TEXTO CITADO:
Una de esas tensiones es la que tiene que ver con las nociones de comunidad que han enmarcado los procesos que se viven en las escuelas populares. Si bien hace un buen tiempo que algunos teóricos han venido proponiendo las transformaciones que en estas décadas se han dado en las comunidades barriales a raíz no solo de los procesos de globalización y desterritorialización, sino del conflicto armado de nuestro país y la invasión del mundo digital en nuestras vidas, pareciera que las nociones sobre comunidad escolar continúan intactas o por lo menos sin mayores transformaciones.

Tradicionalmente, cuando se habla de las comunidades de los barrios periféricos de la ciudad, se parte de una identidad colectiva basada en la memoria de los acontecimientos pasados, la llegada al lugar, las luchas colectivas, sentido de pertenencia que otorga el trabajo colectivo en la transformación del espacio, los elementos culturales de los lugares de origen (la tradición campesina, las fiestas, la música, los pasatiempos), pero también de aquellas acciones que van cimentando en la vida cotidiana un arraigo al lugar. Todo esto produce un nosotros. Nosotros los habitantes del barrio en relación a los otros, los extraños, los que llegan posteriormente o los que pertenecen a otro barrio.

En este sentido, en algunas de las instituciones escolares donde desarrollamos las prácticas de la línea y en las que hemos buscado reconstruir la historia de su fundación, encontramos relatos de los antiguos habitantes que coinciden en la relación entre la aparición de comunidades barriales y el sentido de pertenencia de la escuela:

Con la fundación de los barrios periféricos donde se encuentran las instituciones escolares Juana Escobar, Mochuelo Alto, Guacamayas, Misael Pastrana a finales de los años 50, los habitantes recién llegados, en su mayoría de Boyacá, Santander, Tolima, aportaron su trabajo y terrenos comunales para construir la iglesia y la escuela; aledaño a la escuela se construía el salón comunal siendo la escuela otro espacio colectivo que servía no solo para la educación de las primeras letras de los niños y niñas, de reuniones políticas, eventos sociales, bazares para recolección de fondos y hasta lugar de velación. Esta función dada a las escuelas junto con los procesos de lucha de los habitantes por derechos básicos, en los que maestras y maestros, así como directores de escuela hacían parte, permitió tejer vínculos que acentuaban el sentido de pertenencia de la escuela por las comunidades barriales. (Notas de cuaderno de trabajo, sesiones del seminario de la línea Escuela, Comunidad y Territorio, febrero 2019)

EJERCICIOS:
- A) Reescribe en forma de lista, más breve, el párrafo del texto citado que empieza con "Tradicionalmente, cuando se habla", conservando sus datos principales.
- B) Escribe la continuación del texto citado a partir de su último párrafo.

MATERIAL:

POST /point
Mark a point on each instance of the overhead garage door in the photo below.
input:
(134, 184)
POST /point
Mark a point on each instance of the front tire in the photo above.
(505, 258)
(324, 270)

RESPUESTAS EN ORDEN:
- A)
Tradicionalmente, la identidad colectiva de las comunidades de los barrios periféricos se basa en:
- la memoria de los acontecimientos pasados, como la llegada al lugar y las luchas colectivas;
- el sentido de pertenencia que da el trabajo colectivo en la transformación del espacio;
- los elementos culturales de los lugares de origen (la tradición campesina, las fiestas, la música, los pasatiempos);
- las acciones cotidianas que van cimentando un arraigo al lugar.

Todo esto produce un "nosotros", el de los habitantes del barrio, frente a los otros: los extraños, los que llegan después o los que pertenecen a otro barrio.

- B)
De ahí que la comunidad escolar estaba dada desde esos sentidos y luchas que unían a los maestros y maestras con los padres, madres y abuelas por la defensa de un lugar para el estudio de sus hijos y por la presencia cotidiana de algunos habitantes del barrio al interior de la escuela para pintarla, embellecerla con jardines, cuidar a los niños y niñas cuando la maestra faltaba, entre muchas otras acciones. No existía una separación tajante entre las acciones colectivas en el barrio y en la escuela. Así como los padres y madres entraban libremente a la escuela, las maestras y maestros visitaban frecuentemente el lugar de vivienda de los niños y recorrían los barrios, siendo reconocidos por los habitantes, quienes les ofrecían desayunos, les permitían el ingreso a sus viviendas y hasta los invitaban a participar de sus celebraciones familiares y barriales.

Presentación día de la familia, antigua escuela Juana Escobar, 1980. Foto del profesor y líder comunitario Jorge Ramírez

Arreglo del piso de los salones por parte de miembros de la comunidad. 1976. Foto del profesor y líder comunitario Jorge Ramírez.

Sin embargo, esta idea de comunidad escolar se sustentaba en una visión adultocentrista. Su centro no eran las visiones, sueños, expectativas de los niños, niñas y adolescentes, sino las expectativas y necesidades que como grupo de adultos definían como importantes y que, en consecuencia, servían a los infantes.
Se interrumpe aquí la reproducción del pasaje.